__Records provided__
-------

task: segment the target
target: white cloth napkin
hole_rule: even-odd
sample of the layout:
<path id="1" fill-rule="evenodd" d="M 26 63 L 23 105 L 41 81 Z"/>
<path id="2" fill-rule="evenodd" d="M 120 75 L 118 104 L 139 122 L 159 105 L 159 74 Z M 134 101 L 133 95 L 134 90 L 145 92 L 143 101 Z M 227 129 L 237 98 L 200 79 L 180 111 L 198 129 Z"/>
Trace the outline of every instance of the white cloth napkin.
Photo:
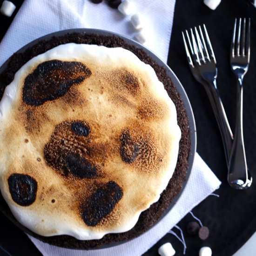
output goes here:
<path id="1" fill-rule="evenodd" d="M 166 62 L 175 0 L 130 0 L 134 13 L 147 24 L 145 45 Z M 26 0 L 0 44 L 0 65 L 14 52 L 32 40 L 52 32 L 78 27 L 110 30 L 129 37 L 135 31 L 124 17 L 106 1 L 94 4 L 88 0 Z M 43 255 L 64 256 L 141 255 L 152 246 L 221 184 L 196 154 L 187 186 L 170 212 L 149 231 L 122 245 L 91 251 L 71 250 L 44 243 L 29 236 Z"/>

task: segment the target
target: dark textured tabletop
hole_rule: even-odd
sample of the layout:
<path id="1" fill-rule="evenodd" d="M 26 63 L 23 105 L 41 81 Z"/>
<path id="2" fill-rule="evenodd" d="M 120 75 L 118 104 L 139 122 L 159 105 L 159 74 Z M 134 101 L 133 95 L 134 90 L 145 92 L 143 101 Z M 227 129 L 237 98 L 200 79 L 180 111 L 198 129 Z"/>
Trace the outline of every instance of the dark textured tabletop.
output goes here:
<path id="1" fill-rule="evenodd" d="M 0 4 L 2 1 L 0 1 Z M 0 14 L 0 39 L 3 38 L 23 1 L 13 1 L 17 6 L 11 18 Z M 211 11 L 202 0 L 176 0 L 168 64 L 180 79 L 190 101 L 197 128 L 197 152 L 222 181 L 216 193 L 196 206 L 193 213 L 209 228 L 204 241 L 186 233 L 186 227 L 193 220 L 188 215 L 178 225 L 184 231 L 186 255 L 198 255 L 200 248 L 210 246 L 213 255 L 232 255 L 256 231 L 256 185 L 246 191 L 236 191 L 227 184 L 227 168 L 222 141 L 213 113 L 202 86 L 192 76 L 185 54 L 181 31 L 205 23 L 217 62 L 217 85 L 231 128 L 234 128 L 236 83 L 229 66 L 229 53 L 235 17 L 251 18 L 251 61 L 244 79 L 243 124 L 248 165 L 256 182 L 256 8 L 246 0 L 222 0 Z M 0 214 L 0 255 L 40 255 L 27 236 Z M 174 229 L 175 230 L 175 229 Z M 182 255 L 183 246 L 174 236 L 168 234 L 145 255 L 157 255 L 162 244 L 170 242 Z"/>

-------

Reproduce all of the data above line for line, leaving out the pictures.

__Response for this exercise__
task: segment the target
target: white cloth napkin
hole_rule: even-odd
sample of the layout:
<path id="1" fill-rule="evenodd" d="M 26 63 L 23 105 L 41 81 Z"/>
<path id="2" fill-rule="evenodd" d="M 120 75 L 118 104 L 139 122 L 159 105 L 159 74 Z M 134 101 L 133 95 L 134 90 L 145 92 L 143 101 Z M 227 129 L 237 98 L 200 79 L 180 111 L 198 129 Z"/>
Trace the outline of every instance of the white cloth napkin.
Photo:
output goes here:
<path id="1" fill-rule="evenodd" d="M 166 62 L 175 0 L 130 0 L 134 13 L 147 24 L 145 45 Z M 26 0 L 0 44 L 0 65 L 14 52 L 32 40 L 52 32 L 78 27 L 110 30 L 129 37 L 135 31 L 124 17 L 106 1 L 94 4 L 88 0 Z M 43 255 L 64 256 L 141 255 L 152 246 L 221 184 L 196 154 L 187 186 L 170 212 L 149 231 L 122 245 L 91 251 L 71 250 L 44 243 L 29 236 Z"/>

task: segment the target
target: dark textured tabletop
hole_rule: even-odd
sample of the layout:
<path id="1" fill-rule="evenodd" d="M 26 63 L 23 105 L 41 81 Z"/>
<path id="2" fill-rule="evenodd" d="M 120 75 L 118 104 L 139 122 L 159 105 L 159 74 Z M 134 101 L 133 95 L 134 90 L 145 92 L 143 101 Z M 227 129 L 237 98 L 200 79 L 180 111 L 198 129 Z"/>
Trace the outline of every instance of the dark textured tabletop.
output goes here:
<path id="1" fill-rule="evenodd" d="M 0 4 L 2 1 L 0 1 Z M 0 14 L 0 39 L 3 38 L 23 1 L 13 1 L 17 6 L 11 18 Z M 211 11 L 202 0 L 176 0 L 168 64 L 180 79 L 190 101 L 197 128 L 197 152 L 222 181 L 216 193 L 196 206 L 193 213 L 209 228 L 204 241 L 186 233 L 186 227 L 193 220 L 188 215 L 178 225 L 184 231 L 186 255 L 198 255 L 200 248 L 210 246 L 213 255 L 232 255 L 256 231 L 256 185 L 246 191 L 236 191 L 227 184 L 227 168 L 222 141 L 213 113 L 202 86 L 192 76 L 185 54 L 181 31 L 205 23 L 217 62 L 217 85 L 231 128 L 234 128 L 236 83 L 229 66 L 229 53 L 235 17 L 251 18 L 251 61 L 244 79 L 243 124 L 248 165 L 256 182 L 256 8 L 246 0 L 222 0 Z M 0 214 L 0 255 L 40 255 L 27 236 Z M 174 229 L 175 230 L 175 229 Z M 182 255 L 183 246 L 174 236 L 168 234 L 145 255 L 157 255 L 162 244 L 170 242 Z"/>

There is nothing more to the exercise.